___ Information given
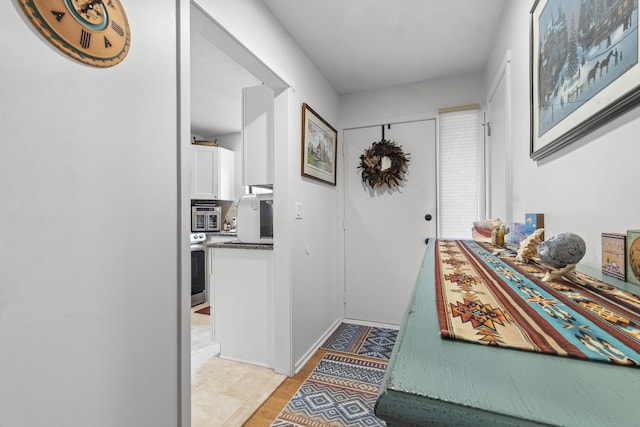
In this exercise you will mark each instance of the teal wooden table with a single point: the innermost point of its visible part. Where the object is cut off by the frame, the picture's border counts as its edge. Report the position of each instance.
(433, 381)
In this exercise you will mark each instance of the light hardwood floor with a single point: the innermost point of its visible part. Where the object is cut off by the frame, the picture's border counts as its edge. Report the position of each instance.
(270, 409)
(224, 393)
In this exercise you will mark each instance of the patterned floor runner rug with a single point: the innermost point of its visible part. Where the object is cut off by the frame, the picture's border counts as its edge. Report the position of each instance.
(362, 340)
(341, 391)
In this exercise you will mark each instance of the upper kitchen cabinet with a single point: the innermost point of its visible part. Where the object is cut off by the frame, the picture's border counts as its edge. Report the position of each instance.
(257, 136)
(212, 175)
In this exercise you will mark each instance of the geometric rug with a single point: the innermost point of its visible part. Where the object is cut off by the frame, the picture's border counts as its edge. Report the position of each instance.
(498, 301)
(341, 391)
(362, 340)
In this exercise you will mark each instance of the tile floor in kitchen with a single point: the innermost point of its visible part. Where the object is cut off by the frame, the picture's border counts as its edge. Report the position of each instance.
(223, 392)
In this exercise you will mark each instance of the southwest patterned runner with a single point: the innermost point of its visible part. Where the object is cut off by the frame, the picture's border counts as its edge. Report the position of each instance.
(498, 301)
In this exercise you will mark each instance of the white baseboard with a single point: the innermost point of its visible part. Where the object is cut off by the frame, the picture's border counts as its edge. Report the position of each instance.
(311, 351)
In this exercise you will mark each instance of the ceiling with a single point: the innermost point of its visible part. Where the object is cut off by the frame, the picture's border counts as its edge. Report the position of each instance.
(356, 44)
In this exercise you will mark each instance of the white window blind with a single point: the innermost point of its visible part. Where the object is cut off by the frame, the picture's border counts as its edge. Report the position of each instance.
(459, 174)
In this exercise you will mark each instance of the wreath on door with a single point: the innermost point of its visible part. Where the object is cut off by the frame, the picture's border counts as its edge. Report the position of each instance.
(384, 163)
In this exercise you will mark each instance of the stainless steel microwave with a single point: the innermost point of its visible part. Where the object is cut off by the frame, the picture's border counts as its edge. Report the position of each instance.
(205, 218)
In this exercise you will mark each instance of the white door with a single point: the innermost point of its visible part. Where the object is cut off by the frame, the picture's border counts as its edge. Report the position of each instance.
(498, 147)
(385, 232)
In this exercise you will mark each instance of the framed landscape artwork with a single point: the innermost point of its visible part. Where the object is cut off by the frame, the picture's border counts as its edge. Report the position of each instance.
(584, 68)
(319, 147)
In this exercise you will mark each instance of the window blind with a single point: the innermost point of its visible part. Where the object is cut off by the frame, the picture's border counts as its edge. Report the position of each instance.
(459, 171)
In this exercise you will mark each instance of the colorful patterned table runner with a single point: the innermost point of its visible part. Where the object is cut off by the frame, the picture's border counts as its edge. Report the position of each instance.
(496, 301)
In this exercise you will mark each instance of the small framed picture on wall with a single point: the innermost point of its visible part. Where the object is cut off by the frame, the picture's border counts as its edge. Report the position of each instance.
(319, 147)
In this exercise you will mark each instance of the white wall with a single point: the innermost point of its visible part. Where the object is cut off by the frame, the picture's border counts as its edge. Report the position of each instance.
(88, 229)
(424, 99)
(312, 280)
(586, 188)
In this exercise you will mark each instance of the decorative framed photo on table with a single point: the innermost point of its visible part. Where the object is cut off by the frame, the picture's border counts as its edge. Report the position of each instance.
(319, 147)
(584, 68)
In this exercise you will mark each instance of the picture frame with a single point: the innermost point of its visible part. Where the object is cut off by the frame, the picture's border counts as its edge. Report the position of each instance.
(584, 68)
(319, 147)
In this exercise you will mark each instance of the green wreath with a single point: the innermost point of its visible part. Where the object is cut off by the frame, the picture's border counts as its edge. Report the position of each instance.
(383, 163)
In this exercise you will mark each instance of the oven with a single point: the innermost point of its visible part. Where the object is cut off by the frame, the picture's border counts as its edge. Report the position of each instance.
(198, 268)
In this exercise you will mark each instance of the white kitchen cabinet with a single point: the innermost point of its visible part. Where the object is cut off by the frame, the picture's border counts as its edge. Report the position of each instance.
(242, 306)
(257, 136)
(212, 176)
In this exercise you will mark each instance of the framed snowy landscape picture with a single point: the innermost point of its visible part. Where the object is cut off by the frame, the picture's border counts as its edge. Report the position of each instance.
(584, 68)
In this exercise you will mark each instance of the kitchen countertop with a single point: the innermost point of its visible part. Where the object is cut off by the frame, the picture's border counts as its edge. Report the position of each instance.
(236, 244)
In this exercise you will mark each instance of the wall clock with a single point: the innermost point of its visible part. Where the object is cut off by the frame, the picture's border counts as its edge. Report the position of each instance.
(95, 32)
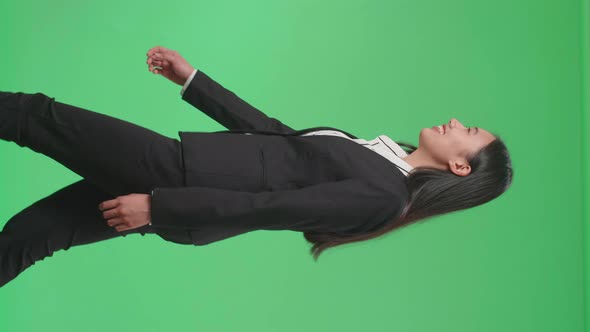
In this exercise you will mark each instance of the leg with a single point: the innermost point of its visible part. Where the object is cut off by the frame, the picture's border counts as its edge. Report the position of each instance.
(117, 156)
(69, 217)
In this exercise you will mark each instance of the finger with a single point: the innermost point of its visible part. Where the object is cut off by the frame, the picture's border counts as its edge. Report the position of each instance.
(159, 49)
(121, 228)
(109, 214)
(108, 204)
(115, 221)
(169, 56)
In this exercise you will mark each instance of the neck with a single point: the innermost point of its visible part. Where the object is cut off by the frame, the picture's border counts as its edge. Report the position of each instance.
(419, 158)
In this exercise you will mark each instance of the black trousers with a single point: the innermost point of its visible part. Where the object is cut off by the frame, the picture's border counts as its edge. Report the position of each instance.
(114, 158)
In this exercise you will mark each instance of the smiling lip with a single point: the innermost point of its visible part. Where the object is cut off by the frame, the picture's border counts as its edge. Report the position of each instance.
(436, 128)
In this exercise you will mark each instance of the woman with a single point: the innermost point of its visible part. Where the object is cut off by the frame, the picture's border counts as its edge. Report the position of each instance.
______
• The task: Lay out every line of the listing above as a numbered list, skipping blank lines and leaving out the pictures.

• In response:
1. In this exercise you will mark each instance of the teal wooden table with a single point: the innermost point of its visible part. Where the object is cut off by the frame, the picture's border counts as its edge. Report the position of each instance.
2. (433, 381)
3. In this exercise you will mark each instance of the light hardwood floor with a single point: the innermost point of its visible part. Where the object is cut off by the frame, the picture's border counts as its edge. Report the position of each instance.
4. (270, 409)
5. (224, 393)
6. In this exercise you will mark each instance of the patterned floor runner rug with a single point: the innermost point of its visible part. Where the object is cut off by the frame, the picture's border counts as its edge. Report the position of each instance.
7. (362, 340)
8. (341, 391)
9. In this exercise you will mark each instance of the upper kitchen cabinet with a single point: the innermost point of its visible part. Where the object is cut off by the frame, the picture's border counts as its edge. Report the position of each instance.
10. (257, 136)
11. (212, 175)
12. In this exercise you will mark each instance of the geometric rug with a single point: the innermost point of its visible part. Where the object is cut off by the frame, the picture's border counts as its edge. Report the position of each instance.
13. (498, 301)
14. (341, 391)
15. (362, 340)
16. In this exercise you will mark each instance of the tile floor in kitchen with a single point: the innermost point of its visible part. Where the object is cut off by the frame, the picture's border counts as its edge. Report the position of each instance.
17. (223, 392)
18. In this exercise you will mark each instance of the southwest patterned runner with a single point: the innermost point of its visible part. Where the object is cut off by the frame, the picture's border counts as its edge. Report the position of each instance.
19. (498, 301)
20. In this exercise you will mark each instance of the white baseboard with a single point: the innermost point of its visible part. Where the object is cut off by the frame, the picture's border counts as its edge. Report the position of each instance.
21. (311, 351)
22. In this exercise you will mark each instance of the ceiling with a single point: the innermost point of its visible part. Where the object is cut off by the frame, the picture's border counts as its edge. Report the position of each instance.
23. (356, 44)
24. In this exercise you will mark each instance of the white window blind with a single point: the innermost point of its visible part. Where the object is cut off by the frame, the picture's border counts as its edge. Report the position of each instance.
25. (459, 174)
26. In this exercise you will mark each instance of the wreath on door with a single point: the innermost point of its visible part. Where the object is cut off by the frame, the picture's border counts as its edge. Report the position of each instance.
27. (384, 163)
28. In this exercise you will mark each instance of the stainless steel microwave with a single point: the innermost point of its visible part. Where the object is cut off by the frame, the picture's border counts as its edge. Report the position of each instance.
29. (205, 218)
30. In this exercise you will mark each instance of the white door with a single point: the innermost point of its visible part. Where the object is cut off by the frame, the picture's border counts as its edge. Report the position of each instance.
31. (498, 147)
32. (385, 232)
33. In this exercise you will mark each instance of the framed landscape artwork with a single point: the innermost point of its visible part. Where the object is cut off by the frame, the picture's border counts as its edge. Report the position of each instance.
34. (584, 68)
35. (319, 147)
36. In this exercise you will mark each instance of the window blind with a single point: the innermost point of its visible part. Where the object is cut off by the frame, the picture's border counts as its edge. Report the position of each instance.
37. (459, 171)
38. In this exercise you will mark each instance of the colorful patterned table runner with a single point: the innermost point of its visible part. Where the object is cut off by the frame, the picture's border counts as its edge. Report the position of each instance.
39. (496, 301)
40. In this exercise you will mark each instance of the small framed picture on wall with a single point: the innermost point of its visible part. Where the object is cut off by the frame, the picture's border counts as its edge. Report the position of each instance.
41. (319, 147)
42. In this exercise you will mark each instance of the white wall with a single point: the innermost point of its visible part. Where the object is cut off by the frame, the picture's border counts as its edge. Report the position of each instance.
43. (88, 229)
44. (424, 99)
45. (312, 280)
46. (586, 188)
47. In this exercise you will mark each instance of the decorative framed photo on table with a single point: the innermost point of its visible part. Where the object is cut off by the frame, the picture's border counts as its edge. Report the position of each instance.
48. (319, 147)
49. (584, 68)
50. In this exercise you will mark each instance of the picture frame with a single point: the innermost point of its visible part. Where the object is cut off by the frame, the picture's border counts as its edge. Report the position of each instance.
51. (584, 68)
52. (319, 147)
53. In this exercise you will mark each instance of the green wreath with a single point: the innermost point of its visible part. Where the object is cut off by the frame, the picture's border counts as its edge. Report the position of each instance.
54. (383, 163)
55. In this exercise you will mark each instance of the oven with a single point: the innermost point of its visible part. Where the object is cut off by the frame, the picture's border counts as its edge. Report the position of each instance.
56. (198, 268)
57. In this exercise you will mark each instance of the white kitchen cabinet with a single point: the innermost point of its visible part. Where the object is cut off by the frame, the picture's border counts as its edge. Report the position of each instance.
58. (242, 306)
59. (257, 136)
60. (212, 176)
61. In this exercise you will mark each instance of the framed snowy landscape picture with a single point: the innermost point of its visible part. Where the object is cut off by the frame, the picture's border counts as its edge. Report the position of each instance.
62. (584, 68)
63. In this exercise you will mark each instance of the kitchen countertop with a single point: the innermost point of its visible part. Where the object is cut off by the frame, the picture's border counts as its edge. Report the position of each instance.
64. (236, 244)
65. In this exercise you will mark each instance of the wall clock with a single point: the innermost point of its visible part. Where the object is cut off by the frame, the picture's border counts as its edge. Report the position of each instance.
66. (95, 32)
67. In this exercise you will mark each instance of the leg with a single point: the innermost point of its visible part. Where the object is cut off by the frame, the picture's border counts as its edge. Report the position of each instance.
68. (117, 156)
69. (69, 217)
70. In this exercise you will mark each instance of the finger with a single point: the innermost point of its visible part. Where the object is cut off by the frame, the picture's border counts as its edge. Report the position of each instance.
71. (159, 49)
72. (121, 228)
73. (109, 214)
74. (108, 204)
75. (115, 221)
76. (169, 56)
77. In this exercise you will mark each instance of the neck with a single point: the innermost point of its visible part. Where the object is cut off by the frame, the picture's border counts as its edge. Report the position of each instance.
78. (419, 158)
79. In this exercise you will mark each instance of the black trousers with a single point: the innermost point of its visible part. Where the object is cut off by the frame, the picture's border counts as its edge. Report the position of each instance.
80. (114, 158)
81. In this exercise you will mark each instance of the smiling lip with a single point: the innermost point of its visible part. Where the object is cut off by the frame, the picture's border counts as its edge. Report the position of each instance.
82. (436, 128)
83. In this exercise you will mark each instance of the woman with a single point: the innermost point of its visible part. Where the object is cut off by the frame, the picture's border counts as its edge. Report the position of each instance.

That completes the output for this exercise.